__To do__. Pick out every line in the items below that contains the word "smoke", copying each one in full. Case counts.

__Input records__.
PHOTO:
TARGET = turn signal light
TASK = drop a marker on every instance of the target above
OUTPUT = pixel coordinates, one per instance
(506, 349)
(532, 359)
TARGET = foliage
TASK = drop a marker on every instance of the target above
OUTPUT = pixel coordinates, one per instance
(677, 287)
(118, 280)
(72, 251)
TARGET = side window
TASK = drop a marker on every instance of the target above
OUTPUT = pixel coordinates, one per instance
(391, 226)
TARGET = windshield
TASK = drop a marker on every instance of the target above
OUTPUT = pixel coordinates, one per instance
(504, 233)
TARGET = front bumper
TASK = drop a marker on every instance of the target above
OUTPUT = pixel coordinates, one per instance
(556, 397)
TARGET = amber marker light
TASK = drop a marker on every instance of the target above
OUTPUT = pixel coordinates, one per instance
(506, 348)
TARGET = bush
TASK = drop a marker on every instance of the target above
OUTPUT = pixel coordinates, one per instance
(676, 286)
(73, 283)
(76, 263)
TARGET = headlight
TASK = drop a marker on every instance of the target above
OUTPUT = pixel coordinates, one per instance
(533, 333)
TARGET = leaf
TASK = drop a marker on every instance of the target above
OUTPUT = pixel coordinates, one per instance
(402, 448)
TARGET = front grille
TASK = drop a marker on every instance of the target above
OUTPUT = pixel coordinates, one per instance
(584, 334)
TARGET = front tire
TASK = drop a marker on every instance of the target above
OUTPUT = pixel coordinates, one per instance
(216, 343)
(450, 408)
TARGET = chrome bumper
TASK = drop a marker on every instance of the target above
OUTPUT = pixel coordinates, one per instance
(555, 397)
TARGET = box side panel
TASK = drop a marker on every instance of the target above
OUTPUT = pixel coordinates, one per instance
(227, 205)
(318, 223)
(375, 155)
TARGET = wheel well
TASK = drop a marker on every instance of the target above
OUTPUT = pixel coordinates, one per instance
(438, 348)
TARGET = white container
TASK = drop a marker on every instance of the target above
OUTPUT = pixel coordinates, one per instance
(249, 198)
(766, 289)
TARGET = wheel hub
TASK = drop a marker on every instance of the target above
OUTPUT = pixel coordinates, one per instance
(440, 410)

...

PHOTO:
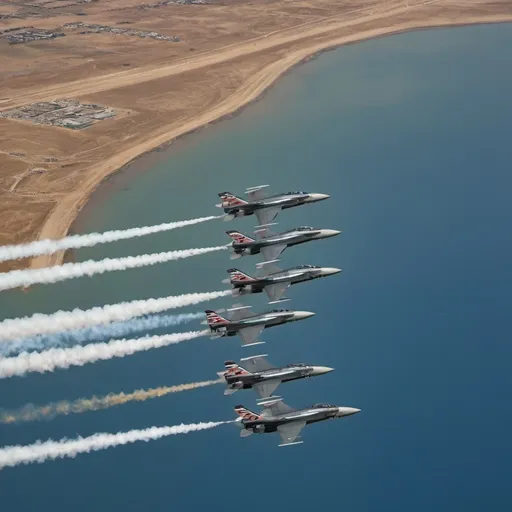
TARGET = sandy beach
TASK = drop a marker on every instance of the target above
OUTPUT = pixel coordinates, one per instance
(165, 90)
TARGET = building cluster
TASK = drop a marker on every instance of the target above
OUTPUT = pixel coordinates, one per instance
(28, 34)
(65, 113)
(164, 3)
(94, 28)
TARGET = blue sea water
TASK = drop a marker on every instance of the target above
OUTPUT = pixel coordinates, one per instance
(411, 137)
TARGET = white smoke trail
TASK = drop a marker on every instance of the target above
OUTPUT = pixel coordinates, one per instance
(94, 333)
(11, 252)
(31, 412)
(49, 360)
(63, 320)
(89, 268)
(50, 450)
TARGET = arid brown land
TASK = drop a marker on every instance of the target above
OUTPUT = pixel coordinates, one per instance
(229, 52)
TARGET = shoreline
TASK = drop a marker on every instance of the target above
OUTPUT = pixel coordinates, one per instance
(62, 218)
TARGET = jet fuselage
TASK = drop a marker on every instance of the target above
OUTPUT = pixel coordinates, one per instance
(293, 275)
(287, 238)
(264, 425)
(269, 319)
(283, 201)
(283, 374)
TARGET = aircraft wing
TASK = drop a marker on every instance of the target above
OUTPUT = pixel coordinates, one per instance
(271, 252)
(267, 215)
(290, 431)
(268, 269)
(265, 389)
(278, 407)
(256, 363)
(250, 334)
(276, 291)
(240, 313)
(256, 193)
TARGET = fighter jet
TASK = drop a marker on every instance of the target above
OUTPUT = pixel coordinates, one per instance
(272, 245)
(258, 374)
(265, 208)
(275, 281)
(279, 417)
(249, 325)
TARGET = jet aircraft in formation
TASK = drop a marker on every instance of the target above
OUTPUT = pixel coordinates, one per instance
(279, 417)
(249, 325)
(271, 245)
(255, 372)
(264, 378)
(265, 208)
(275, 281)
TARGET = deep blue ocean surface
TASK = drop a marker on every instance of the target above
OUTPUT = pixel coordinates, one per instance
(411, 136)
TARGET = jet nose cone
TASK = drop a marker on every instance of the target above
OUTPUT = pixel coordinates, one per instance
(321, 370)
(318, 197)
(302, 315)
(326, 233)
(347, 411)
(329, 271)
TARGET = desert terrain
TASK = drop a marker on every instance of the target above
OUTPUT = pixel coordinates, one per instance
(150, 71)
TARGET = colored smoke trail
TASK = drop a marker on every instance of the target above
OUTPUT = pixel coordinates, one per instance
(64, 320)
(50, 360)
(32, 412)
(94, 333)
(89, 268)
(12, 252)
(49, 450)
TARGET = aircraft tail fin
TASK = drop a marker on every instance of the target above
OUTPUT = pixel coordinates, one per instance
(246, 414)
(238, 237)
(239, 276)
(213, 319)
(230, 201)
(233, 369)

__Result of this task__.
TARGET = white smoke trail
TARGET = colored smoke trail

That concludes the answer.